Image object location entries
★ ★ ★ ★

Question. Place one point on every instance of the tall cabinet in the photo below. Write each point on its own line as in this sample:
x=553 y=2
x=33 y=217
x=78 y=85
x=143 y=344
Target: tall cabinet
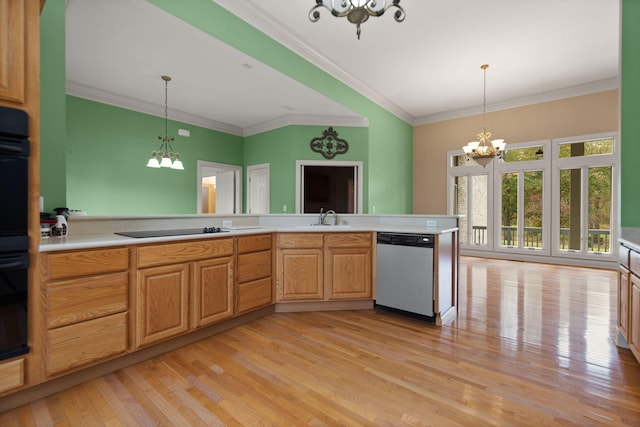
x=629 y=297
x=20 y=88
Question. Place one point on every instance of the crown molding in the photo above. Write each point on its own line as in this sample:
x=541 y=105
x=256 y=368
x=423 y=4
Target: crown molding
x=106 y=97
x=272 y=29
x=306 y=120
x=569 y=92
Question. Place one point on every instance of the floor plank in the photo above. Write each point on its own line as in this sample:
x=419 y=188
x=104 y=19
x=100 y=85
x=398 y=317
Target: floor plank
x=531 y=345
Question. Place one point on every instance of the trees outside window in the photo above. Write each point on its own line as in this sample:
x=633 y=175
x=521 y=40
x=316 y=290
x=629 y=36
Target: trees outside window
x=552 y=198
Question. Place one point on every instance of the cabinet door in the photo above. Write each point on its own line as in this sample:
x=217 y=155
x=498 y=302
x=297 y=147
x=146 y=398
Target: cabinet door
x=300 y=275
x=348 y=273
x=212 y=291
x=623 y=302
x=12 y=50
x=634 y=316
x=162 y=303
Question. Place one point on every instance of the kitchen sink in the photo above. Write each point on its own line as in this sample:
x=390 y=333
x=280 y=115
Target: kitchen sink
x=320 y=227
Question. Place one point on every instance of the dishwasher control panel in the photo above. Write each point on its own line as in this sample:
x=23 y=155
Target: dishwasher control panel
x=407 y=239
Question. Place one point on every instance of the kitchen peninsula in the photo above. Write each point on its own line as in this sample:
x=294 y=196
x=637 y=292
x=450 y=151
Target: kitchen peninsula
x=108 y=300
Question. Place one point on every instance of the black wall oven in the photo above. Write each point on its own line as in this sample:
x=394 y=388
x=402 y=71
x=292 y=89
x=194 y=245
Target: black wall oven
x=14 y=227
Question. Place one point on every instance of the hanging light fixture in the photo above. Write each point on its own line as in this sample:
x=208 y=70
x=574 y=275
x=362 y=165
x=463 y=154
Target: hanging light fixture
x=165 y=157
x=357 y=11
x=484 y=150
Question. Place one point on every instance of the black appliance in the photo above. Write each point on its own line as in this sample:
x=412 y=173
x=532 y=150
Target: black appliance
x=14 y=227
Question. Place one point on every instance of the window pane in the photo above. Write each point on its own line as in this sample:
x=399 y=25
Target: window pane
x=460 y=206
x=570 y=194
x=479 y=209
x=463 y=160
x=522 y=154
x=533 y=210
x=509 y=214
x=586 y=148
x=600 y=209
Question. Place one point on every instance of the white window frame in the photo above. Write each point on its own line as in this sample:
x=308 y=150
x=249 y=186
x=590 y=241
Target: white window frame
x=543 y=165
x=584 y=163
x=550 y=164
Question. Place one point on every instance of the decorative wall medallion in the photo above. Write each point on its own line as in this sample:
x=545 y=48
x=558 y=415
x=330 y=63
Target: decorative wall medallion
x=329 y=145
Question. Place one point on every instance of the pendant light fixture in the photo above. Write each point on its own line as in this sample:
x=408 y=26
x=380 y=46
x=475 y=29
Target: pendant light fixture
x=357 y=11
x=165 y=157
x=484 y=150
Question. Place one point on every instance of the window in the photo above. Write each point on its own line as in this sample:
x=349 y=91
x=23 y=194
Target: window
x=544 y=198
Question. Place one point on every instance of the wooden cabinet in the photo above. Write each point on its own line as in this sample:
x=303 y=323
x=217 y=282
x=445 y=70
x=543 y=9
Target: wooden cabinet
x=348 y=265
x=629 y=298
x=87 y=303
x=255 y=265
x=634 y=316
x=13 y=53
x=162 y=303
x=212 y=291
x=181 y=286
x=324 y=266
x=300 y=266
x=11 y=374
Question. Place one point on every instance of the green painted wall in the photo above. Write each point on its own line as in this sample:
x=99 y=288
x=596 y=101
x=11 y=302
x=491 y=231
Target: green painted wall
x=630 y=114
x=107 y=150
x=282 y=147
x=53 y=127
x=390 y=138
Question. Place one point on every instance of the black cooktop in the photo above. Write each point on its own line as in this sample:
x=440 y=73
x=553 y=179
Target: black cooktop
x=164 y=233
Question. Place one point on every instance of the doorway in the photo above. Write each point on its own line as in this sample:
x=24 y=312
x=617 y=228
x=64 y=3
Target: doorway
x=219 y=188
x=328 y=185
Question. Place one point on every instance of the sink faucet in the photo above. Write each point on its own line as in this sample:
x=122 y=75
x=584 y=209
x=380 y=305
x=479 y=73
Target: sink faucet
x=323 y=217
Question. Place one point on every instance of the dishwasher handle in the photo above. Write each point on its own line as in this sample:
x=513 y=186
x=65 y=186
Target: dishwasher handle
x=407 y=239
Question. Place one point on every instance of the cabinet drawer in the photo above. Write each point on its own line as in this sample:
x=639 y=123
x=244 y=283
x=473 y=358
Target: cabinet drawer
x=254 y=294
x=86 y=342
x=349 y=240
x=300 y=240
x=634 y=262
x=11 y=375
x=76 y=300
x=173 y=253
x=66 y=265
x=254 y=266
x=247 y=244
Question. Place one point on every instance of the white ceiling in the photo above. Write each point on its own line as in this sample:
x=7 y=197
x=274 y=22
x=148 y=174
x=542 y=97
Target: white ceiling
x=424 y=69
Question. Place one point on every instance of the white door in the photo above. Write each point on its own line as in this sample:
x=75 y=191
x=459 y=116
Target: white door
x=258 y=189
x=225 y=191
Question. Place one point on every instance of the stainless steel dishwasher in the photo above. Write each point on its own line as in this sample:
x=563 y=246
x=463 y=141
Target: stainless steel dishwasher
x=404 y=272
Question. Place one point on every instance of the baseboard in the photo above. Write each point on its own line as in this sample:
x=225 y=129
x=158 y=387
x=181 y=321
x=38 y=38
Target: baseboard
x=292 y=307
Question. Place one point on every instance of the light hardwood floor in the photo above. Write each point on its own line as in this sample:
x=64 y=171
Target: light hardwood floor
x=531 y=345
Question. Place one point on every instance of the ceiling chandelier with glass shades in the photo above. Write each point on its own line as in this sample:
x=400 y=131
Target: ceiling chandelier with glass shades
x=484 y=149
x=165 y=157
x=357 y=11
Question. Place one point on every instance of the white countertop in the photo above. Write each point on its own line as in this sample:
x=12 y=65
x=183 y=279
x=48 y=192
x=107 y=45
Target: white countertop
x=106 y=239
x=631 y=237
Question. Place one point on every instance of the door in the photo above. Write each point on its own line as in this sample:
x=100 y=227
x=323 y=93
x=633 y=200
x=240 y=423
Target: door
x=225 y=192
x=258 y=189
x=219 y=188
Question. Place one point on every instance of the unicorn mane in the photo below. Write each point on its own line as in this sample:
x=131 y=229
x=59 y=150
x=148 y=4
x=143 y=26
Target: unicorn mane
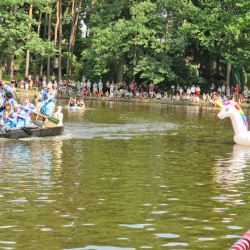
x=237 y=106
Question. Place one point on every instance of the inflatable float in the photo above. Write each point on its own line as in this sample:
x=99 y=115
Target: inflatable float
x=239 y=121
x=76 y=107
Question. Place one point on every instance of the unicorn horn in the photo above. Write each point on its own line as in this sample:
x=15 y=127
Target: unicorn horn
x=219 y=104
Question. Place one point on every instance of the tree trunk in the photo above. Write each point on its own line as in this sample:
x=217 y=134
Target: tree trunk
x=49 y=37
x=44 y=35
x=228 y=74
x=28 y=52
x=38 y=32
x=60 y=42
x=1 y=64
x=71 y=34
x=74 y=37
x=121 y=68
x=10 y=62
x=56 y=31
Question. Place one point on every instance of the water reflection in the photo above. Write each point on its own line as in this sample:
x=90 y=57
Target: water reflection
x=230 y=170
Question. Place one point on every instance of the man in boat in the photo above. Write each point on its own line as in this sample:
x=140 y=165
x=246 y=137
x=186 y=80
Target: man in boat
x=26 y=106
x=10 y=114
x=21 y=116
x=81 y=104
x=5 y=89
x=8 y=100
x=49 y=97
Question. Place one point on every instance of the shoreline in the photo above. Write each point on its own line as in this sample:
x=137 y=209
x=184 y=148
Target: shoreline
x=122 y=99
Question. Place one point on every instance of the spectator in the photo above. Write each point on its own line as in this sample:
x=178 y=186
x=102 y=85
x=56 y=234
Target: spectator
x=212 y=89
x=172 y=89
x=197 y=91
x=178 y=89
x=232 y=91
x=228 y=92
x=236 y=89
x=223 y=90
x=88 y=86
x=151 y=90
x=193 y=89
x=219 y=90
x=108 y=86
x=100 y=86
x=78 y=86
x=95 y=87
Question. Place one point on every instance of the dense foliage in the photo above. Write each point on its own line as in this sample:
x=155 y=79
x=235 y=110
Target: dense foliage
x=164 y=41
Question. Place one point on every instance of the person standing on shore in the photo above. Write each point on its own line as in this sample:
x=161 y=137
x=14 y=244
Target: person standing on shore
x=172 y=89
x=193 y=90
x=197 y=91
x=228 y=92
x=212 y=89
x=223 y=90
x=108 y=86
x=89 y=86
x=100 y=86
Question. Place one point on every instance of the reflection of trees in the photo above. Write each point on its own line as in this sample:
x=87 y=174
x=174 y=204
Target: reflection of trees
x=229 y=171
x=29 y=162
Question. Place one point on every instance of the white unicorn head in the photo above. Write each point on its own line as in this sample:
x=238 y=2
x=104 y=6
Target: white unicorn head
x=233 y=110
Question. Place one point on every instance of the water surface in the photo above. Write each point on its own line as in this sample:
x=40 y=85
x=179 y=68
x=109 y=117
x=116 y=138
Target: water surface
x=126 y=176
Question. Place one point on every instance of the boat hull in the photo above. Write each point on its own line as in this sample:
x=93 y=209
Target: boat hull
x=40 y=132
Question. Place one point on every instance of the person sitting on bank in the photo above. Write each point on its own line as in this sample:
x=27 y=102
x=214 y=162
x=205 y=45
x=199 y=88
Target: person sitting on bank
x=21 y=116
x=26 y=106
x=49 y=97
x=4 y=89
x=72 y=102
x=145 y=96
x=81 y=103
x=9 y=100
x=10 y=114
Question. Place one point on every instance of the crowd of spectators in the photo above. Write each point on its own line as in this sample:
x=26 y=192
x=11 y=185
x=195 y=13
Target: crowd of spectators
x=131 y=90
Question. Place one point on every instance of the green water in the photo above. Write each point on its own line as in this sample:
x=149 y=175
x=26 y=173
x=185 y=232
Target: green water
x=126 y=176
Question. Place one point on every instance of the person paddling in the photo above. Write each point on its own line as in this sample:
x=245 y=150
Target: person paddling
x=5 y=89
x=21 y=116
x=49 y=97
x=81 y=103
x=26 y=106
x=10 y=114
x=9 y=100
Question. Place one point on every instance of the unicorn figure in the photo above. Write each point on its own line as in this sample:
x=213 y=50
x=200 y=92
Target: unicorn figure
x=233 y=110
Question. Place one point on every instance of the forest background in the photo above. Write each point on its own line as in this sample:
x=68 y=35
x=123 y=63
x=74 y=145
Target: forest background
x=164 y=41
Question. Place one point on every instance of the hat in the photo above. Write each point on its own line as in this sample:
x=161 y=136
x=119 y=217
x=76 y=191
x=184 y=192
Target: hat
x=9 y=94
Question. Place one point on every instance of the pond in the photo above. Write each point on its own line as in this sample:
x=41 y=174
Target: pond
x=126 y=176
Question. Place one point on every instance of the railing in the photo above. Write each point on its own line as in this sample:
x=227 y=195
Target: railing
x=243 y=243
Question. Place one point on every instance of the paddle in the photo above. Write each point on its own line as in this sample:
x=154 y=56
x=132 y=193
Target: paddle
x=37 y=123
x=26 y=130
x=51 y=119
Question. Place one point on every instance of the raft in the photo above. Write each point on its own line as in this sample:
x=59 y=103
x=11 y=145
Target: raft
x=39 y=132
x=75 y=107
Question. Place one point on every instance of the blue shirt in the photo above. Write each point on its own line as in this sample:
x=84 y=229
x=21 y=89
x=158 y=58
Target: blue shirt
x=47 y=94
x=30 y=106
x=6 y=89
x=21 y=112
x=11 y=101
x=10 y=114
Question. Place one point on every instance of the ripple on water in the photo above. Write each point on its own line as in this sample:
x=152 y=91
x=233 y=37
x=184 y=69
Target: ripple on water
x=168 y=235
x=135 y=225
x=174 y=244
x=100 y=248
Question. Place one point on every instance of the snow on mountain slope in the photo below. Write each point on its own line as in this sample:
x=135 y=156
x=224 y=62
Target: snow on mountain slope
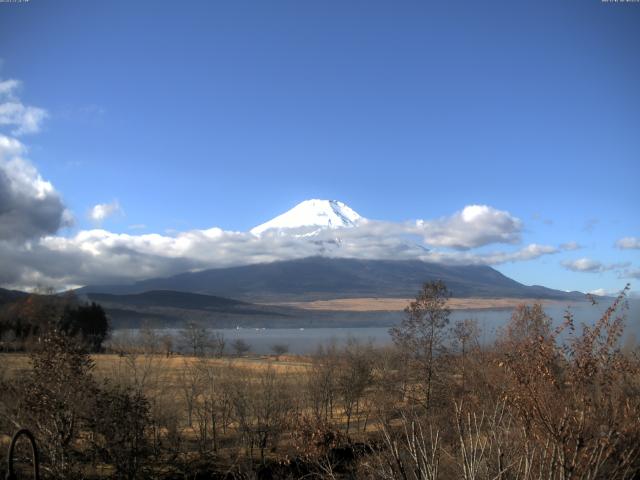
x=309 y=216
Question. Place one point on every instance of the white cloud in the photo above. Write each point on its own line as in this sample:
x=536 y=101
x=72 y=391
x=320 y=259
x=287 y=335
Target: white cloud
x=13 y=113
x=474 y=226
x=630 y=273
x=102 y=211
x=628 y=243
x=570 y=246
x=591 y=266
x=29 y=205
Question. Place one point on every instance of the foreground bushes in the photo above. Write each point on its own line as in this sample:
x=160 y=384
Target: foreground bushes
x=542 y=402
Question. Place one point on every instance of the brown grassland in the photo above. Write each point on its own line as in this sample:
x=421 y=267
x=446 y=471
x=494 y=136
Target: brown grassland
x=435 y=405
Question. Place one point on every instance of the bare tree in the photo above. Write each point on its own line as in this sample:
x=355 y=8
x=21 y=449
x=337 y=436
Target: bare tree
x=465 y=334
x=421 y=333
x=241 y=347
x=195 y=337
x=354 y=376
x=279 y=349
x=217 y=343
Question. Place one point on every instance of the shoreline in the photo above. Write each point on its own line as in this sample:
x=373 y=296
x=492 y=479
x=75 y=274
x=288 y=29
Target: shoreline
x=398 y=304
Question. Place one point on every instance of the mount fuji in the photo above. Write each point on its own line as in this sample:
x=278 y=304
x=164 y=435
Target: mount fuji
x=311 y=216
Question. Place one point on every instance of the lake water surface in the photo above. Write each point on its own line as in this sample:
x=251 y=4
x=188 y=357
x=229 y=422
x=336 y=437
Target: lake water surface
x=307 y=340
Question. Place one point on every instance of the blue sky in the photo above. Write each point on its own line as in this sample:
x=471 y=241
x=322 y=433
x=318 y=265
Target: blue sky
x=224 y=114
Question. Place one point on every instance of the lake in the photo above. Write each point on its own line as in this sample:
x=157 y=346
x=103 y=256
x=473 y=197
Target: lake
x=307 y=340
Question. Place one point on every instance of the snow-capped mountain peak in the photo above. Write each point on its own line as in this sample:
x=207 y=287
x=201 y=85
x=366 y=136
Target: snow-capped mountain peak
x=312 y=215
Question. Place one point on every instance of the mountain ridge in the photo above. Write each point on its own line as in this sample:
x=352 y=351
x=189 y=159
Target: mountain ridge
x=323 y=278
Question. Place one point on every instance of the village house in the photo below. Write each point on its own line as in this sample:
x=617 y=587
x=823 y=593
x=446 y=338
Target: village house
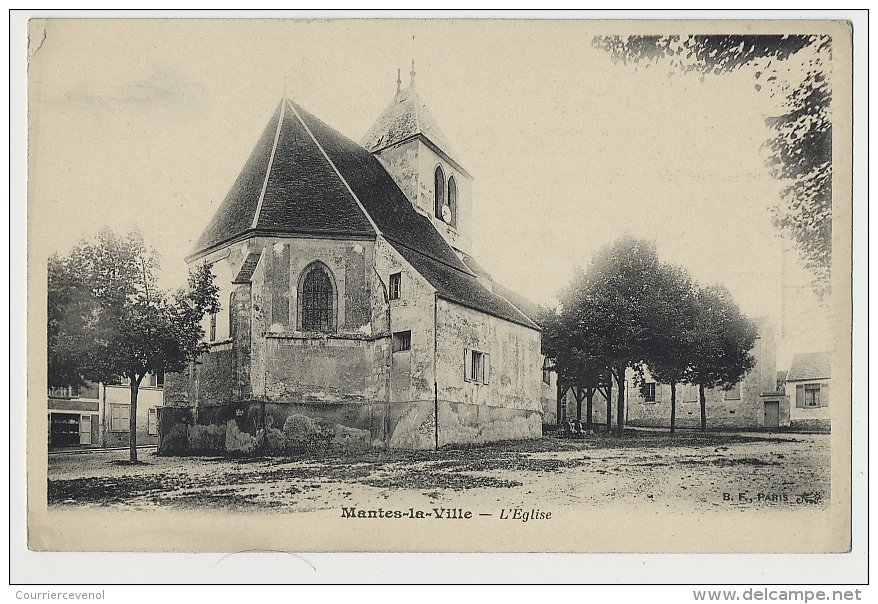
x=353 y=309
x=808 y=382
x=97 y=414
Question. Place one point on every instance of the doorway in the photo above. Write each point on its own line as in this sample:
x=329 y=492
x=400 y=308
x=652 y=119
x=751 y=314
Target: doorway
x=65 y=429
x=772 y=414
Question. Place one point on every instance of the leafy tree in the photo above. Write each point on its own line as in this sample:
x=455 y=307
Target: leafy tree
x=573 y=364
x=801 y=148
x=672 y=344
x=108 y=318
x=723 y=340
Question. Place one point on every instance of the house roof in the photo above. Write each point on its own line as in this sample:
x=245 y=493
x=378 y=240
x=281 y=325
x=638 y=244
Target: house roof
x=529 y=308
x=303 y=177
x=810 y=366
x=405 y=117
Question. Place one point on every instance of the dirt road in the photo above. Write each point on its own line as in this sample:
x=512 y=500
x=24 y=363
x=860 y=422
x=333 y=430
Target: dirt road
x=644 y=467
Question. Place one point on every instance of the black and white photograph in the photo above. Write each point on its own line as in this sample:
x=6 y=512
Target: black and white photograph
x=439 y=285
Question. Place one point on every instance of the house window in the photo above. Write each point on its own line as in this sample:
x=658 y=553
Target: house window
x=317 y=299
x=734 y=393
x=812 y=395
x=438 y=191
x=119 y=418
x=452 y=199
x=402 y=340
x=153 y=428
x=476 y=366
x=395 y=286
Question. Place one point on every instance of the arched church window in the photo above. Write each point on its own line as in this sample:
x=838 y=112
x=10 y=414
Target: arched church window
x=452 y=199
x=317 y=299
x=439 y=191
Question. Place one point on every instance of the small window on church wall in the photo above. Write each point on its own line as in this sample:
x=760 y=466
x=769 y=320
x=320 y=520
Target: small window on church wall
x=395 y=286
x=317 y=297
x=439 y=191
x=452 y=200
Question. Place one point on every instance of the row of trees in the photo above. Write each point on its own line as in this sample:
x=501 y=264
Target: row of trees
x=107 y=317
x=800 y=143
x=628 y=310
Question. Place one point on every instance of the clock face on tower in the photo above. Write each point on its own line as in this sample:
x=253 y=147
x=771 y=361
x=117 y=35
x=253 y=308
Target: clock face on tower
x=446 y=214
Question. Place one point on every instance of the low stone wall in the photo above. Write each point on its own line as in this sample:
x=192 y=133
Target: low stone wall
x=263 y=428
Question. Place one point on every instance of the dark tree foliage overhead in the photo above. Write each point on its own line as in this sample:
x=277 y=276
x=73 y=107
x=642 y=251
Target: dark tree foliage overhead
x=801 y=147
x=107 y=318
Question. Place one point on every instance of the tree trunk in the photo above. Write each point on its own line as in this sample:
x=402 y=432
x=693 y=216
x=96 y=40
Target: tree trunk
x=673 y=406
x=703 y=408
x=620 y=407
x=589 y=396
x=132 y=421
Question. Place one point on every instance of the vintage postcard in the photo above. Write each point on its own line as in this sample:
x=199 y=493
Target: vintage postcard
x=439 y=285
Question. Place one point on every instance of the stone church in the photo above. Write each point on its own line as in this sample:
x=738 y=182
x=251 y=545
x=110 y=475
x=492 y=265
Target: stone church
x=353 y=310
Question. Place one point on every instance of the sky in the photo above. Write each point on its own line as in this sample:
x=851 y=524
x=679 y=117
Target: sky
x=147 y=123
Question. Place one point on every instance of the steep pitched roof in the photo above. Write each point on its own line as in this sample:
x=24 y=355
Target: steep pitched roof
x=248 y=268
x=287 y=186
x=810 y=366
x=405 y=117
x=303 y=177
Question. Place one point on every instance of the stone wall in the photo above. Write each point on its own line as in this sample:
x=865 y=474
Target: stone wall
x=514 y=371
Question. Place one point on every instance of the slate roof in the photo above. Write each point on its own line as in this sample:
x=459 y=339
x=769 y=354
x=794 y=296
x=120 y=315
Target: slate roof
x=246 y=272
x=810 y=366
x=303 y=177
x=530 y=309
x=405 y=117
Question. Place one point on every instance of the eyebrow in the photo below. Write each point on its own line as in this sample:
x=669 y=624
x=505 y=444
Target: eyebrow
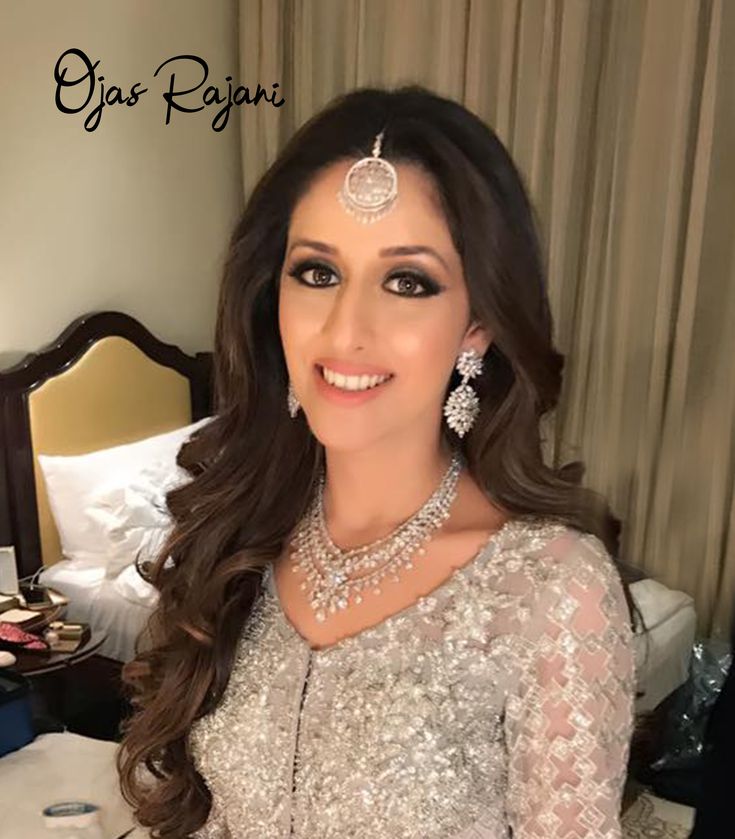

★ ★ ★ ★

## AIM OF THE EXERCISE
Can you rewrite the listing from its first line through the line holding "x=320 y=227", inclusive, with "crown molding" replaced by "ceiling trim" and nothing else changed? Leave the pictures out of your answer.

## SOLUTION TO THIS PROBLEM
Question. Place one point on every instance of the tall cabinet in the photo below. Write each point on its own line as in this sample:
x=553 y=2
x=33 y=217
x=78 y=85
x=143 y=344
Target: tall cabinet
x=629 y=297
x=20 y=88
Question. Place one point on every instance of the ceiling trim in the photo above. Write each point on its own line as in this sample:
x=541 y=105
x=256 y=368
x=423 y=4
Target: ceiling trim
x=106 y=97
x=272 y=29
x=306 y=120
x=569 y=92
Question. Place one point on every instance of the floor plank in the photo above. Write each point on its own line as in this sample:
x=419 y=188
x=104 y=19
x=100 y=85
x=398 y=317
Target: floor plank
x=531 y=345
Question. Place one point on every instance of the trees outside window in the photo above. Write each point on its own line as in this sample:
x=633 y=175
x=521 y=40
x=316 y=290
x=629 y=36
Target: trees outside window
x=552 y=198
Question. Place one point on every instance of the cabinet door in the photo above. Write each point on its own line as in this sample:
x=217 y=155
x=498 y=302
x=297 y=147
x=146 y=398
Target: cabinet door
x=300 y=275
x=348 y=273
x=212 y=291
x=623 y=302
x=12 y=50
x=634 y=316
x=162 y=303
Question. Place one point on every instance of the kitchen sink in the photo above. Write each point on its own line as in this sample:
x=390 y=333
x=280 y=115
Target: kitchen sink
x=320 y=227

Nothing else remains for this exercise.